● **Instructions for the task**
Once you find the line containing "Task: point out each instance of the eyeglass", please retype it and every line after it to the end of the entries, exactly and with nothing added.

---------------

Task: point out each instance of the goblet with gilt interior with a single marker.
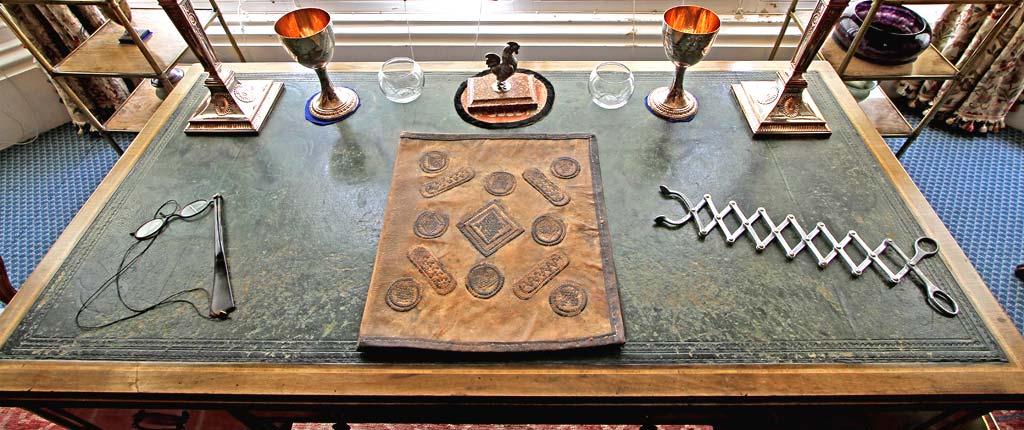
(688, 33)
(308, 37)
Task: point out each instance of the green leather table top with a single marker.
(303, 211)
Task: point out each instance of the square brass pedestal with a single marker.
(770, 111)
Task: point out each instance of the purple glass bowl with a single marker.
(896, 36)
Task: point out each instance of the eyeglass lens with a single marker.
(154, 226)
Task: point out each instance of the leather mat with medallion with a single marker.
(494, 243)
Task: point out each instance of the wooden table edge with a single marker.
(923, 382)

---------------

● **Result below**
Task: point out each instance of the eyeglass lens with a single marker.
(154, 226)
Task: point out each instance of the leather mat with medallion with a single marker.
(494, 243)
Task: point out each instance of the wooden table edge with a single marker.
(923, 382)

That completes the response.